* [What this exercise asks]
1/ Please repeat the passage about Q Battery at Sanna's Post word for word, everything from "The men from" down to "Horace Henry Glasock.".
2/ Continue the passage about Q Battery at Sanna's Post, starting after its final sentence.

* [Excerpted text]
———
In recognition of the conspicuous gallantry displayed by all ranks of Q Battery on this occasion, Field Marshal Lord Roberts decided to treat the case as one of collective gallantry, under the Rule 13 of the Victoria Cross Warrant. Accordingly, direction was given that one of the officers should be chosen by the other officers, one noncommissioned officer by the noncommissioned officers and two gunners or drivers by the gunners and drivers for the award of the Victoria Cross.

The men from Q Battery awarded the Victoria Cross were: Major Edmund Phipps-Hornby, Sergeant Charles Parker, Gunner Isaac Lodge, and Driver Horace Henry Glasock.

Q Battery was officially granted the Honour Title "Sanna's Post" on 18 October 1926 in commemoration of this action. As of 2015, it continues to serve as Q (Sanna's Post) Battery in 5th Regiment Royal Artillery.
———
Natural-language object grounding data
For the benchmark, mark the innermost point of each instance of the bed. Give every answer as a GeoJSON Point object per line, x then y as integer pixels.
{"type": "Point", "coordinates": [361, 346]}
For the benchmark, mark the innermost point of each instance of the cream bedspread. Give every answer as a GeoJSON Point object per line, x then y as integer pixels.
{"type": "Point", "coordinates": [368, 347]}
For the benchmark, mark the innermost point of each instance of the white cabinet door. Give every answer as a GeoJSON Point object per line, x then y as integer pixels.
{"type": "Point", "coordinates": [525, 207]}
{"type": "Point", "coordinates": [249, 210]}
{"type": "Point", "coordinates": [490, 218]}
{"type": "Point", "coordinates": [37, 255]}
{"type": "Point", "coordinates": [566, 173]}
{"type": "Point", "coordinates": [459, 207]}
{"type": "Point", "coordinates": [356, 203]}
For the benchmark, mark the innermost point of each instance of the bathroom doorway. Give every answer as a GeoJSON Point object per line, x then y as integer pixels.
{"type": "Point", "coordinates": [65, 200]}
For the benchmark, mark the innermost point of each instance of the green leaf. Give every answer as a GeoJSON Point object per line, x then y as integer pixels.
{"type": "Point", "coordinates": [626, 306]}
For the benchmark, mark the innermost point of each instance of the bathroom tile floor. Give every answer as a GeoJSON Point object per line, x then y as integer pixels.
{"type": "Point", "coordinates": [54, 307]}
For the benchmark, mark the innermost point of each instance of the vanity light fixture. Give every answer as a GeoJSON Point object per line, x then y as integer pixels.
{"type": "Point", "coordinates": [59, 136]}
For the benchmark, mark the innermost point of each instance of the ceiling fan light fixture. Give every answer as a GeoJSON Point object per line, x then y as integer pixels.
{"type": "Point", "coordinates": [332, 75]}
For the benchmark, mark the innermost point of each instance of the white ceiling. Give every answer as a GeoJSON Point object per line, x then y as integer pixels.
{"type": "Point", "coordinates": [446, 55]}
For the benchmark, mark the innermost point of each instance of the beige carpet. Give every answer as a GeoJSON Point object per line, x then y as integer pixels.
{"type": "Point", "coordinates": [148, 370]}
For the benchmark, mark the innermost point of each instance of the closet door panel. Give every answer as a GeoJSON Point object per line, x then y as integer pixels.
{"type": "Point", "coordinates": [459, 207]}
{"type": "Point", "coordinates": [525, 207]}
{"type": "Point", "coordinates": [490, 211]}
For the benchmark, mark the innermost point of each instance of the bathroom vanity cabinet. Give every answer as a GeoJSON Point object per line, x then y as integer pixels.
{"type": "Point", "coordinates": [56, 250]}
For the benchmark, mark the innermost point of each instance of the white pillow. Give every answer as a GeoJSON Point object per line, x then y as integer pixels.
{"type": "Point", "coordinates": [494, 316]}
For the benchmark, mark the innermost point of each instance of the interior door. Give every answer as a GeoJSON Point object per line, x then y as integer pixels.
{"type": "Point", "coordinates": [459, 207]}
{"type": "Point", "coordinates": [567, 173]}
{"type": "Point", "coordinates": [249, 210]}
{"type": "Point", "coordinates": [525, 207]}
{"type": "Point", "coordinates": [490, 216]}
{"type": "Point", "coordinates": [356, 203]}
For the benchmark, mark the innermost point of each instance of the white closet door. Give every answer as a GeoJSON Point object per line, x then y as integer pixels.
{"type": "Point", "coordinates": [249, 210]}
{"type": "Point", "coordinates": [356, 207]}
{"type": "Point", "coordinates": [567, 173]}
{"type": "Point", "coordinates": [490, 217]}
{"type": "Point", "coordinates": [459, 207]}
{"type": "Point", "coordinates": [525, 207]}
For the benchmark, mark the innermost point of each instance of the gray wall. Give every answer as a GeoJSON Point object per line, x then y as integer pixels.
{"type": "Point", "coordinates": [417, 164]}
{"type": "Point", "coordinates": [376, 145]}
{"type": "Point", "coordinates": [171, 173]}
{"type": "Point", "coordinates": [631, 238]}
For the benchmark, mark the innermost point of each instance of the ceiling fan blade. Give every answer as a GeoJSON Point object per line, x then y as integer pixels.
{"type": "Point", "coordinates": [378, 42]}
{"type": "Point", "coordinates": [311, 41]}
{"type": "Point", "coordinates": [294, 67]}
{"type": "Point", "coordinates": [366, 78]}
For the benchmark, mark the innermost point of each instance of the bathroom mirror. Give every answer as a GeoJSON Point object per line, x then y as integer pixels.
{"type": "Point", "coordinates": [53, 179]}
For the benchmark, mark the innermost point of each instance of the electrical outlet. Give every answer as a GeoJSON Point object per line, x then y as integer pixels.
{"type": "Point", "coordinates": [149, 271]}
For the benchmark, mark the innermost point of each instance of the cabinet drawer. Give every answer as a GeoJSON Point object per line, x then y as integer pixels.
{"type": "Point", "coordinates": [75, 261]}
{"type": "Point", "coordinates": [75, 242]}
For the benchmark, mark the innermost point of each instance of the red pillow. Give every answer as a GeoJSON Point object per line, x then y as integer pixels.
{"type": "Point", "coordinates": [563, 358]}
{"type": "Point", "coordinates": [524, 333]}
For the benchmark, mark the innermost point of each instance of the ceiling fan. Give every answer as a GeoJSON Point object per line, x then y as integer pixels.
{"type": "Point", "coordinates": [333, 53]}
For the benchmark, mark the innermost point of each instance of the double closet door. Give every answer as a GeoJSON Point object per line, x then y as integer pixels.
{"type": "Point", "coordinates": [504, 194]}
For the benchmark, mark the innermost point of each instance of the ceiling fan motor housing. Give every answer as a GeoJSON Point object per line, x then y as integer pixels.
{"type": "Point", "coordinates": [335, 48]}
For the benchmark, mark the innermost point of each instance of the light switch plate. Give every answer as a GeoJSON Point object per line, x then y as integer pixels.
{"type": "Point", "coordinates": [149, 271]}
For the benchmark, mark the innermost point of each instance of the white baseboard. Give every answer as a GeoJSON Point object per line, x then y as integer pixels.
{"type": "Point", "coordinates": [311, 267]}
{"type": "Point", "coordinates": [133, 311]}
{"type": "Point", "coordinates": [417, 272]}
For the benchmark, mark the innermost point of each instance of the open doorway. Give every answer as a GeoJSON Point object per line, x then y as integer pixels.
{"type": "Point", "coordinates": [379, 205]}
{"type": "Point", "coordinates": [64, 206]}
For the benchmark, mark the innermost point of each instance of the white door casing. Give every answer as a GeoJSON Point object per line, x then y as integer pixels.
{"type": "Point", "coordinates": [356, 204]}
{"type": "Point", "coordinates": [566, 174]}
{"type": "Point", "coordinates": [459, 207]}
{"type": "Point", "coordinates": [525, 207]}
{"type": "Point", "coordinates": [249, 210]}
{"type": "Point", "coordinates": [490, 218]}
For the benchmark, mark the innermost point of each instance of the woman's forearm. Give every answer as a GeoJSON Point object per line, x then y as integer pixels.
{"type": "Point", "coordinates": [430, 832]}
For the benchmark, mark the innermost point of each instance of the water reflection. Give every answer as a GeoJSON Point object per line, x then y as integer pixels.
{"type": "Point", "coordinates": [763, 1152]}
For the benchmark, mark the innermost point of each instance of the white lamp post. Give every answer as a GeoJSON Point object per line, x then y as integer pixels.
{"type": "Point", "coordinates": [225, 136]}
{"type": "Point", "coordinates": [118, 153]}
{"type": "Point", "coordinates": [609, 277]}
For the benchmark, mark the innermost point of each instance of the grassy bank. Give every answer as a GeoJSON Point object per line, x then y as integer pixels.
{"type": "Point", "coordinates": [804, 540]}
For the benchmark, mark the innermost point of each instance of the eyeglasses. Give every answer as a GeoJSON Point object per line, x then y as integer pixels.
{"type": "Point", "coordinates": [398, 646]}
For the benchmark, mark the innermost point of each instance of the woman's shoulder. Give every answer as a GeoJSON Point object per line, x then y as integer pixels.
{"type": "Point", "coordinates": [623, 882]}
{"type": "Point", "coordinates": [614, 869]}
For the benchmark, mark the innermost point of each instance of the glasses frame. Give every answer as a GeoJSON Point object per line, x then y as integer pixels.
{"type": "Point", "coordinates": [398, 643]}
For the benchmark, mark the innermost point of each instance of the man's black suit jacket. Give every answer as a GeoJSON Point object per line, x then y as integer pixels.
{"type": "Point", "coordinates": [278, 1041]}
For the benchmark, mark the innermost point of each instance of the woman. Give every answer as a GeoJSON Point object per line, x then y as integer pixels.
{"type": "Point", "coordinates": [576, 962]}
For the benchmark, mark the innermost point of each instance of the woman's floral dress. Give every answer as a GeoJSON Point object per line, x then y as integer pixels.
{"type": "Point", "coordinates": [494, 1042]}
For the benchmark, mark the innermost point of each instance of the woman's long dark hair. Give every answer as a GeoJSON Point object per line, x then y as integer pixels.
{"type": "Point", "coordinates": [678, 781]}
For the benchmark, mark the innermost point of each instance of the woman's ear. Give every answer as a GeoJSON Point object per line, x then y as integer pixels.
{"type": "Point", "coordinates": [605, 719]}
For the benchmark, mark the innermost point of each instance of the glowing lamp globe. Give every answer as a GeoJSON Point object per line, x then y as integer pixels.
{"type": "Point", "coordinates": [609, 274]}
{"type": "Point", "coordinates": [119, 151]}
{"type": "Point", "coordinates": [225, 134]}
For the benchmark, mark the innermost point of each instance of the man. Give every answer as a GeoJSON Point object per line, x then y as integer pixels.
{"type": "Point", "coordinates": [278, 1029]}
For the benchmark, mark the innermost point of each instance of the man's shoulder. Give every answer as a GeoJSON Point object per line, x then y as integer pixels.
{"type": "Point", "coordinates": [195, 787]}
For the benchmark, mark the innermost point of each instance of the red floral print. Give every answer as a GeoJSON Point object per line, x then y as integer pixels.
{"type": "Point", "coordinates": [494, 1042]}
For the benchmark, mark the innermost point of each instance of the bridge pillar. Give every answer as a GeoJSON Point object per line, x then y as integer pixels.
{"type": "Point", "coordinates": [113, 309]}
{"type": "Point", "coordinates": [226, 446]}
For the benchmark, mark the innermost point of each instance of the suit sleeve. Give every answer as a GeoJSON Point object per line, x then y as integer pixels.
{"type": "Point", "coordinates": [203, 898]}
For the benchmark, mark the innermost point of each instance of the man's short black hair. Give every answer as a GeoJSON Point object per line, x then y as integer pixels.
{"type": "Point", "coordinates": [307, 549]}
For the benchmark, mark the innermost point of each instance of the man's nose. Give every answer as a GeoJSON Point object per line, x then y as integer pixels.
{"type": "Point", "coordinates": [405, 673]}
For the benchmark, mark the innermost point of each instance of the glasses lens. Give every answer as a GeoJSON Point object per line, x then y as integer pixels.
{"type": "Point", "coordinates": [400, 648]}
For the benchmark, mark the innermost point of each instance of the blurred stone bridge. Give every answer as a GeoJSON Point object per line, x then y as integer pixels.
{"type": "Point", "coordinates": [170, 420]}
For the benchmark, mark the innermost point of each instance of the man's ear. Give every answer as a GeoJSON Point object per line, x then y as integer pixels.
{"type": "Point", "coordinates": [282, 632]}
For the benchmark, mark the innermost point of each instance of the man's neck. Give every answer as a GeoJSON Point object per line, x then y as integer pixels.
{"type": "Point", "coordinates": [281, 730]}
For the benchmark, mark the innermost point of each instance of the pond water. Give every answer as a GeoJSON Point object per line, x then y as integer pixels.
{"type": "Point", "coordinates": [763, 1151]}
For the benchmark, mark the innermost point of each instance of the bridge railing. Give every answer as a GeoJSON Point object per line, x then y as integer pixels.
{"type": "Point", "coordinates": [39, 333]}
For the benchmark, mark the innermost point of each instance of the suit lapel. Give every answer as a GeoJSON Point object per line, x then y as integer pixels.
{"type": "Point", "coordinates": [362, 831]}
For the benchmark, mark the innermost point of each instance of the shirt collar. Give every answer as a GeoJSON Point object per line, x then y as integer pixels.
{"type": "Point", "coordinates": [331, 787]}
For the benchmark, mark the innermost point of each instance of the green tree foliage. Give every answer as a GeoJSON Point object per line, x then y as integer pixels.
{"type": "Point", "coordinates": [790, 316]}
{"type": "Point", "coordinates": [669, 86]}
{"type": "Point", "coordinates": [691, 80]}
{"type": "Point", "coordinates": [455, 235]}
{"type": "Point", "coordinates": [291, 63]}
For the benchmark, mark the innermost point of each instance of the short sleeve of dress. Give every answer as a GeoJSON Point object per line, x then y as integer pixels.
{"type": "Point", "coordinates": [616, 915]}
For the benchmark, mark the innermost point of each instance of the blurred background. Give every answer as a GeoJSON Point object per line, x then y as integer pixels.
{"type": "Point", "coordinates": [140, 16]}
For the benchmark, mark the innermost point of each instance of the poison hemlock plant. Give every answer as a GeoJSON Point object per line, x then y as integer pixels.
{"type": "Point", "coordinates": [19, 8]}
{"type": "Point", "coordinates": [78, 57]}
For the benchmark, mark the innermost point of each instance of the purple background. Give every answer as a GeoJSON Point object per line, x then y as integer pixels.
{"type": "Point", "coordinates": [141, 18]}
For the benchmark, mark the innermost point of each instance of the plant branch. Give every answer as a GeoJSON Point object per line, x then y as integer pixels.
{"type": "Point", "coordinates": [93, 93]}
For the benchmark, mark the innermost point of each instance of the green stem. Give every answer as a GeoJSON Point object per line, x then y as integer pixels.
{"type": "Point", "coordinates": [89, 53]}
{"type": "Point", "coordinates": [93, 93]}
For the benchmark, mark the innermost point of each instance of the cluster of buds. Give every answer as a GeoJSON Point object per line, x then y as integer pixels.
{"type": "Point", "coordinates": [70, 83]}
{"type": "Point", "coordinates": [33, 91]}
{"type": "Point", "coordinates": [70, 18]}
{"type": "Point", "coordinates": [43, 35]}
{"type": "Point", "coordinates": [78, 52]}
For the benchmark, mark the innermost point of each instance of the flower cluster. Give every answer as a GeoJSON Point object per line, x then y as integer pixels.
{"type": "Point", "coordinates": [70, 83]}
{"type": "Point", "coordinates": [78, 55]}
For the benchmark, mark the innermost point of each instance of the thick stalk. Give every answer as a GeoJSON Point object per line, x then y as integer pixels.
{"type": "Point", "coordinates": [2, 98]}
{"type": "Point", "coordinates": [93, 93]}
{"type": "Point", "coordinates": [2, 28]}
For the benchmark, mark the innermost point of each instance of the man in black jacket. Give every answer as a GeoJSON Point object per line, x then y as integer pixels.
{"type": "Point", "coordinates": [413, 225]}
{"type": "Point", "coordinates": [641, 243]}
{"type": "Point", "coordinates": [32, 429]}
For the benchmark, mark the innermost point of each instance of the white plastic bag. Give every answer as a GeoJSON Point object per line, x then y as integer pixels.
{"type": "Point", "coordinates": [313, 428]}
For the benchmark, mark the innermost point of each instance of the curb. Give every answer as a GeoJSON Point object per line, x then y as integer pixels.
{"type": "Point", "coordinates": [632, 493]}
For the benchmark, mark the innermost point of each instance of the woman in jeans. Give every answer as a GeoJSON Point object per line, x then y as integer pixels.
———
* [Answers for the tasks]
1/
The men from Q Battery awarded the Victoria Cross were: Major Edmund Phipps-Hornby, Sergeant Charles Parker, Gunner Isaac Lodge, and Driver Horace Henry Glasock.

2/
Field Marshal Lord Roberts also awarded the Victoria Cross to Lieutenant Francis Aylmer Maxwell who voluntarily made five incursions into open terrain under heavy rifle fire to recover two guns and three limbers, one of which was dragged back by hand by himself, another officer and some gunners. Lieutenant Maxwell also attempted to save the third gun from capture, remaining with it until the proximity of the enemy made further efforts impossible.

Lieutenant Maxwell's orderly, Sowar Dost Muhammed Khan of the 18th Bengal Lancers, was awarded the 3rd Class Order of Merit for his gallant actions in support of Lieutenant Maxwell under heavy fire at Sanna’s Post.